With the pictures omitted, please transcribe exactly the lines beginning at the one that contains "Where can the wooden table be" and ending with the last line of the records below.

MATERIAL FOR THIS EXERCISE —
········
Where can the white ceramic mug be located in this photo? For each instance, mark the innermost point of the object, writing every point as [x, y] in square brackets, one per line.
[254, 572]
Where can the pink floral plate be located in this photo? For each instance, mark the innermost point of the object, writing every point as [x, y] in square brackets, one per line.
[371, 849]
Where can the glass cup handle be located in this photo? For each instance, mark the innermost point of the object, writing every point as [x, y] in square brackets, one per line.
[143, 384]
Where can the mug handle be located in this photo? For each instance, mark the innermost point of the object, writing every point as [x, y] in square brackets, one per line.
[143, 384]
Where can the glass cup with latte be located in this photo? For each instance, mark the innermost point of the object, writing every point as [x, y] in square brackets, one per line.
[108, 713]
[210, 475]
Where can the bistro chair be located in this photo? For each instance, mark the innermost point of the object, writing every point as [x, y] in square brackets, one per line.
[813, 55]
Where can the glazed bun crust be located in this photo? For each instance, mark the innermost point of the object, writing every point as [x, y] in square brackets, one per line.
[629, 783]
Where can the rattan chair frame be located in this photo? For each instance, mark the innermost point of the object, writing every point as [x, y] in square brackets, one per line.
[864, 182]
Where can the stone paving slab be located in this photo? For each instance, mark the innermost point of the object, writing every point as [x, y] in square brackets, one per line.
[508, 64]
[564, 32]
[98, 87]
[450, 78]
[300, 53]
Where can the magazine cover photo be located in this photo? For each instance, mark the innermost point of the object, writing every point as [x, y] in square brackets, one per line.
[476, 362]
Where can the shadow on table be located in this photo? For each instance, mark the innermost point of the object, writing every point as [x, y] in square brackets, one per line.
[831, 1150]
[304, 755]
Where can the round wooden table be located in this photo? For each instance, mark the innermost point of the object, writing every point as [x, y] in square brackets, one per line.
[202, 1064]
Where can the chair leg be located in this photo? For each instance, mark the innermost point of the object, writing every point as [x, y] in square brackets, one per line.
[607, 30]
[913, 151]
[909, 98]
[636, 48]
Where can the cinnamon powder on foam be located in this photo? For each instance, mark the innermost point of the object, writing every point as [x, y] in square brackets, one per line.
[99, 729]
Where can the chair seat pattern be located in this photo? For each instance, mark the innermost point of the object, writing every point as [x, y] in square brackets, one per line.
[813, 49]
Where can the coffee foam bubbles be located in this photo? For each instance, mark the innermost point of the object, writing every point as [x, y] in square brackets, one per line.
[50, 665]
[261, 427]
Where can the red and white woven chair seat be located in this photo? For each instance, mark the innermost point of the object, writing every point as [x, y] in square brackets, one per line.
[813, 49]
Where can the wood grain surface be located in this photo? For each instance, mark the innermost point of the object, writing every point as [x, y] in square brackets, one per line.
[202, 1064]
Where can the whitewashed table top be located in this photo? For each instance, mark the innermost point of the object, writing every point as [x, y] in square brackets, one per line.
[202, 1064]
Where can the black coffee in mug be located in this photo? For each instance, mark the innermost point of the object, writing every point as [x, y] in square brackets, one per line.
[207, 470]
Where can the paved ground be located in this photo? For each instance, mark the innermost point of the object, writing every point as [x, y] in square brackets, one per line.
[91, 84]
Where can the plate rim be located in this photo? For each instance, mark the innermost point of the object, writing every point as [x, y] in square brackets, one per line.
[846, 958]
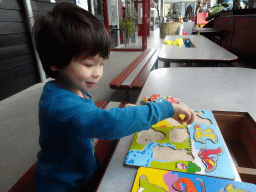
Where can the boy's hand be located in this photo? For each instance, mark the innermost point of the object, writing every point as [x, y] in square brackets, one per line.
[184, 110]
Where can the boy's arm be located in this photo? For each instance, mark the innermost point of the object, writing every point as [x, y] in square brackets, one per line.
[117, 123]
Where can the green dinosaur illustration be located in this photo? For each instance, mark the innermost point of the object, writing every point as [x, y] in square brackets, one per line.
[231, 188]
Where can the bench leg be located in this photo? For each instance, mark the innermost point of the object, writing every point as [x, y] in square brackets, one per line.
[156, 65]
[126, 96]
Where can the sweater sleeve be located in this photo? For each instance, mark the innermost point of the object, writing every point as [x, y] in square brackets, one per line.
[117, 123]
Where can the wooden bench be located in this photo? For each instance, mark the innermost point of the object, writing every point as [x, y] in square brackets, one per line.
[104, 150]
[134, 76]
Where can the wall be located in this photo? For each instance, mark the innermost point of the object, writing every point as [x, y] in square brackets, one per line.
[18, 69]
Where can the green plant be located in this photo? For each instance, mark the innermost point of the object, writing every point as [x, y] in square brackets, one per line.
[127, 24]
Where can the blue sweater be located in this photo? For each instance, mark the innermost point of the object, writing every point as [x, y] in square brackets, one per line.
[67, 125]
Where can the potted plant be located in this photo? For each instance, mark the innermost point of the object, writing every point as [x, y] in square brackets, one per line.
[129, 27]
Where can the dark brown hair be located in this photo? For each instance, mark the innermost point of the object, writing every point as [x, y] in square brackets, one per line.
[69, 31]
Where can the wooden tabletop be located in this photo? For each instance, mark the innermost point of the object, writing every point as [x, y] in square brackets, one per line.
[209, 88]
[204, 51]
[206, 30]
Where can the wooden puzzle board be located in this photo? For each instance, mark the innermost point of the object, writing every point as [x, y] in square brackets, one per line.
[149, 179]
[197, 149]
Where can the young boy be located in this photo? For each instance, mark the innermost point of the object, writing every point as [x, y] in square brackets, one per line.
[72, 45]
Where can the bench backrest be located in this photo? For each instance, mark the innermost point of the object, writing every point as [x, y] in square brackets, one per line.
[134, 75]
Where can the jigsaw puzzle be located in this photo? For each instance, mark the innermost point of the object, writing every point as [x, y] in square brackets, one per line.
[197, 148]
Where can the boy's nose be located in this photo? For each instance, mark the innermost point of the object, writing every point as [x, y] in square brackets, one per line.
[97, 73]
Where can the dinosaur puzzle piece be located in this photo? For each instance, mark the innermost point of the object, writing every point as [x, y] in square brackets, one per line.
[203, 135]
[210, 157]
[187, 182]
[145, 186]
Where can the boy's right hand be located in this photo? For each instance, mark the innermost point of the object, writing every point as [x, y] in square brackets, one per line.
[184, 110]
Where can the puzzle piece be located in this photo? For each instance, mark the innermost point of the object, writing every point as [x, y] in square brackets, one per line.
[203, 135]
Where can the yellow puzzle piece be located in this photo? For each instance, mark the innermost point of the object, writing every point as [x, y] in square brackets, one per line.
[177, 42]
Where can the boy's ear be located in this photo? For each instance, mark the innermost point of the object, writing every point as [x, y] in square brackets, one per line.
[54, 68]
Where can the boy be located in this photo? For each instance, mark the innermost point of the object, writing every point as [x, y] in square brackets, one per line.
[72, 45]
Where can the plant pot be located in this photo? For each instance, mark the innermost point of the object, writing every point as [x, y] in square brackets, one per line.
[128, 41]
[134, 37]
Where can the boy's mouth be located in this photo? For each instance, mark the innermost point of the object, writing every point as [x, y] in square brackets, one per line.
[91, 84]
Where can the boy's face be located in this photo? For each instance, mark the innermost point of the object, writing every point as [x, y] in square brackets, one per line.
[80, 75]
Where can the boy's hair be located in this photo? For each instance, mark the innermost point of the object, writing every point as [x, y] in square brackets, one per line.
[69, 31]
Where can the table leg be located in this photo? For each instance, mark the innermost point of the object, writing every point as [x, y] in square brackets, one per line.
[167, 64]
[156, 65]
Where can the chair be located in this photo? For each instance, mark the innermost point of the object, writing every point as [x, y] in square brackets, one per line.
[181, 30]
[200, 19]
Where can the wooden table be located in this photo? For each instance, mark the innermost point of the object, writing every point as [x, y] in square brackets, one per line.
[206, 30]
[208, 88]
[204, 52]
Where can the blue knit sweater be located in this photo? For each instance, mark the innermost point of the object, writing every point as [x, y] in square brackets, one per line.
[67, 125]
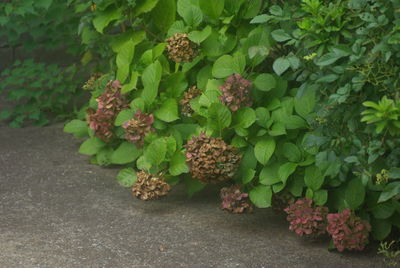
········
FINISHED TASK —
Where can the wooden table be located in this photo? For each instance, mark the innermost point of the object, writing every point as [x, y] in square brackets, one per line.
[206, 30]
[208, 88]
[204, 52]
Where can the blue knit sweater be located in this photo? For each instance, mark the innermost point of the object, writing every point as [x, y] in square brackets, one per line.
[67, 125]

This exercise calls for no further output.